**Document segment:**
━━━━━━━━━━━━━━━━━━━━

SUMMARY OF THE INVENTION

[0005] According to various aspects, the present invention embeds watermark into quantization indices of the compressed data stream rather than the coefficients, thereby avoiding loss of speed from dequantization or requantization. Further, a heuristic technique is preferably chosen for selecting the indices and respective modification amounts, thereby avoiding the need for comparison with the original signal. This technique is especially useful for applications that do not need maximum data hiding capacity. Although this technique may not easily provide the maximum data hiding capacity in some cases, it is known that in many applications it is only necessary to hide several bits for its intended purpose. By providing a lower bound of possible modifications to minimize distortions while avoiding the need to use the original perceptual model used for compression, perceptual quality with low complexity is guaranteed while a wider range of applications may be employed. Specific to this technique, indices are chosen corresponding to ranges within a sensitive portion of a human sensory range, zero indices are discarded, and a minimum amount is always determined. Still further, the same codebook is used to partially compress and partially decompress the compressed data stream, thereby avoiding complexity associated with multiple searches for optimum codebooks.

━━━━━━━━━━━━━━━━━━━━

Rows from a dataset:
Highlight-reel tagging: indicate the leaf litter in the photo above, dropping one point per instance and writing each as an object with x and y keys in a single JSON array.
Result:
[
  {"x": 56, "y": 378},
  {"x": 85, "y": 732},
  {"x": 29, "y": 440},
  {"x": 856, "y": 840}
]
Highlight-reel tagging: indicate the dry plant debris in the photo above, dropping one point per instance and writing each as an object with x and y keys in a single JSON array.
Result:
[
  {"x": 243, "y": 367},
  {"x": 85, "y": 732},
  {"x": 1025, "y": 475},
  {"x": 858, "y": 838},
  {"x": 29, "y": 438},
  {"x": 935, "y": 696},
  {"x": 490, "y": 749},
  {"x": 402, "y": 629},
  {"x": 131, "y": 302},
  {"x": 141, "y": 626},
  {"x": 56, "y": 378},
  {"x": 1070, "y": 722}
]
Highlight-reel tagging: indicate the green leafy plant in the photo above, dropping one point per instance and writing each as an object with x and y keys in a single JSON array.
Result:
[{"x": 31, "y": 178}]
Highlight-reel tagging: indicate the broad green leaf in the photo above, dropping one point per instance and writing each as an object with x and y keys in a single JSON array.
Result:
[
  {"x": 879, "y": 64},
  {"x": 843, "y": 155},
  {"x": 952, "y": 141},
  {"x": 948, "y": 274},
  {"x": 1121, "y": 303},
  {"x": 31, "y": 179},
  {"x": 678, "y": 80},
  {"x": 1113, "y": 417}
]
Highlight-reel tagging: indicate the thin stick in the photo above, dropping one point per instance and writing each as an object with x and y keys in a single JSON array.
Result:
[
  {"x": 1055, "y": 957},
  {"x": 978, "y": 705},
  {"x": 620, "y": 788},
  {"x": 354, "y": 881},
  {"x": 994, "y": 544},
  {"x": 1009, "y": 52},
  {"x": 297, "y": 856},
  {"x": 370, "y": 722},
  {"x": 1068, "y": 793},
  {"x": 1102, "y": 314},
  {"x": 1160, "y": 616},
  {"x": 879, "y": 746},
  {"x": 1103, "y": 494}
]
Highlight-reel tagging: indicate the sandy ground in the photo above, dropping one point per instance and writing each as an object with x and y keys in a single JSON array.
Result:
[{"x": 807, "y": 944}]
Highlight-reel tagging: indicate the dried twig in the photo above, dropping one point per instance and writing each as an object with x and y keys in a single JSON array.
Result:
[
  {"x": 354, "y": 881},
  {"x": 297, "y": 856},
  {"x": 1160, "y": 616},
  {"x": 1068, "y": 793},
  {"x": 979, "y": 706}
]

━━━━━━━━━━━━━━━━━━━━

**Job:** Continue the summary of the watermarking invention, picking up right after its final sentence.

**Result:**
[0006] In one aspect, the present invention is an encoding apparatus for embedding data in a compressed data stream. The apparatus comprises a partial decoder receptive of the compressed data stream and operable to partially decode the compressed data stream, thereby obtaining a partially decoded audio data stream having quantization indices. The apparatus further comprises an index selector in communication with said partial decoder, said index selector operable to select a plurality of the quantization indices using a heuristic technique, thereby obtaining selected indices, and to determine respective amounts by which to modify the selected indices. The apparatus further comprises a data embedder in communication with said partial decoder and receptive of the data and the partially decoded data stream, said data embedder operable to embed the data by modifying the selected indices according to the respective amounts, thereby obtaining a data-embedded partially decoded data stream. The apparatus further comprises a partial encoder in communication with said data embedder, said partial encoder operable to partially encode the data-embedded partially decoded data stream, thereby obtaining a data-embedded compressed data stream.

[0007] In another aspect, the present invention is a decoding apparatus for extracting data embedded in a compressed data stream having embedded data. The apparatus comprises a partial decoder receptive of the compressed data stream and operable to partially decode the compressed data stream, thereby obtaining a partially decoded data stream having quantization indices. The apparatus further comprises a correlation detector in communication with said partial decoder and operable to extract the data from the quantization indices.

[0008] In another aspect, the present invention is a method for embedding data in a compressed data stream. The method comprises receiving the data, receiving the compressed data stream, and partially decoding the compressed data stream, thereby obtaining a partially decoded data stream having quantization indices. The method further comprises selecting a plurality of the quantization indices, thereby obtaining selected indices, determining respective amounts by which to modify the selected indices, and embedding the data by modifying the selected indices according to the respective amounts, thereby obtaining a data-embedded partially decoded data stream. The method further comprises partially encoding the data-embedded partially decoded data stream, thereby obtaining a data-embedded compressed data stream.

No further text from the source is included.